(Coordinate annotation entries)
────────
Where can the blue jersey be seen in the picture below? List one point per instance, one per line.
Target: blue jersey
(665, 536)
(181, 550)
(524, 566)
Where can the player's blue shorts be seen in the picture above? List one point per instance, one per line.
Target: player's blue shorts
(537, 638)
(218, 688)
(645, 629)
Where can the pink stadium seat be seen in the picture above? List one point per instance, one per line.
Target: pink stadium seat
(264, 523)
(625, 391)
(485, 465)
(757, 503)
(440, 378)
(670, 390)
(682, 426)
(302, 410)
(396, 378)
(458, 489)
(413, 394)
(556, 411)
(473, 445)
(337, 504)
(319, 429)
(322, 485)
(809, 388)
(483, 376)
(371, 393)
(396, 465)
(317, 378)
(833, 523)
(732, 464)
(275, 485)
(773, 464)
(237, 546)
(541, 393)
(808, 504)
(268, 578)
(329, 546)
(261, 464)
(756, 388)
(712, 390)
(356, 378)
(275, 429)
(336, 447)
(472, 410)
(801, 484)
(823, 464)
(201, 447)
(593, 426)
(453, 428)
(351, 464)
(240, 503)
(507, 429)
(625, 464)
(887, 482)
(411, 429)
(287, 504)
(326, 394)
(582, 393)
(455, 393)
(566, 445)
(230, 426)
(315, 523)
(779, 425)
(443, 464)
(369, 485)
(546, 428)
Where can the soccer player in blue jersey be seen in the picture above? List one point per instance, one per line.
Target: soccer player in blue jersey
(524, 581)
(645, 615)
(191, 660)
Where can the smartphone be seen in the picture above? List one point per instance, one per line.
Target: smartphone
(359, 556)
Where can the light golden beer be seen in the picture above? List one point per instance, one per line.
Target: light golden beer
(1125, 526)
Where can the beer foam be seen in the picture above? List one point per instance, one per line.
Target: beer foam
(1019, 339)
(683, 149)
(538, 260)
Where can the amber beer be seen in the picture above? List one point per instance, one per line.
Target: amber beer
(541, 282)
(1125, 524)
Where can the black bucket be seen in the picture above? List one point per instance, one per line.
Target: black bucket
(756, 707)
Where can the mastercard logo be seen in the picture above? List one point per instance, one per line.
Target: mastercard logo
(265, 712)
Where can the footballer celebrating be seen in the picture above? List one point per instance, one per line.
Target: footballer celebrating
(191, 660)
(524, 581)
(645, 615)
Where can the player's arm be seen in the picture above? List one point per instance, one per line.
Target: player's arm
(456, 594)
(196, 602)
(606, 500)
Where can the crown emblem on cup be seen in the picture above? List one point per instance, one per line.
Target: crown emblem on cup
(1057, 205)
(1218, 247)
────────
__Instruction__
Repeat the data exactly. Leave nothing out.

__Answer to this exercise__
Where can the blue jersey be seen in the picture below? List one point per instance, one per line.
Target: blue jersey
(665, 536)
(181, 550)
(524, 566)
Where can the player's blue shorts be seen in the picture above? List one point per instance, one per line.
Target: player's blue shorts
(537, 638)
(218, 688)
(645, 629)
Where can the pink stadium seat be seen in the picture above? List one point per instance, one per line.
Target: pink stadium seat
(264, 523)
(625, 391)
(485, 465)
(757, 503)
(440, 378)
(670, 390)
(682, 426)
(302, 410)
(396, 378)
(458, 489)
(413, 394)
(556, 411)
(473, 445)
(337, 504)
(319, 429)
(322, 485)
(809, 388)
(483, 376)
(371, 393)
(396, 465)
(317, 378)
(833, 523)
(732, 464)
(275, 485)
(773, 464)
(237, 546)
(541, 393)
(808, 504)
(268, 578)
(329, 546)
(261, 464)
(756, 388)
(712, 390)
(356, 378)
(275, 429)
(336, 447)
(472, 410)
(801, 484)
(823, 464)
(201, 447)
(593, 426)
(453, 428)
(351, 464)
(240, 503)
(507, 429)
(625, 464)
(887, 482)
(411, 429)
(287, 504)
(326, 394)
(582, 393)
(455, 393)
(566, 445)
(230, 426)
(315, 523)
(779, 425)
(443, 464)
(369, 485)
(546, 428)
Where can the soccer player in blue jersey be seen in the picture above? List one point per instance, one per line.
Target: soccer player in blue jersey
(524, 581)
(645, 615)
(191, 660)
Where can the smartphone be seen in the picture above? List one point per instance, one per line.
Target: smartphone
(359, 556)
Where can the light golden beer be seen in the picture above? List one point per instance, one per line.
Target: light golden beer
(1125, 526)
Where can the beer foam be seen in the picture above? List one point per instance, one per line.
Target: beer foam
(1019, 339)
(683, 149)
(538, 260)
Where can the amber beer be seen in the picture above? List one point per instance, one per line.
Target: amber beer
(541, 282)
(1125, 524)
Where can the black bucket be seen in the picture above? List one point per instance, one per line.
Target: black bucket
(756, 707)
Where can the mastercard logo be seen in the picture above? List one point per instance, one per line.
Target: mastercard logo
(265, 712)
Where can the footballer celebrating be seen in the picture above? List one point per instance, one per line.
Target: footballer celebrating
(191, 660)
(524, 581)
(645, 615)
Where can the player's arm be seen in the picture above? List one point per instance, one per line.
Target: player's arm
(456, 594)
(196, 602)
(606, 500)
Where can the crown emblem on cup be seen in the picture above? List one point per instance, one per line.
Target: crown emblem on cup
(1057, 205)
(1218, 247)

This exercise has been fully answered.